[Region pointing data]
——————————

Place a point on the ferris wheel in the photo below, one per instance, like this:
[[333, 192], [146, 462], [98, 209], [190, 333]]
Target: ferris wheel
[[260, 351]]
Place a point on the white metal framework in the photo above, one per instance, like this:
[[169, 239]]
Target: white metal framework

——————————

** Directions **
State how many lines of the records contain the string "framework". The number is the whole answer.

** Solved problem **
2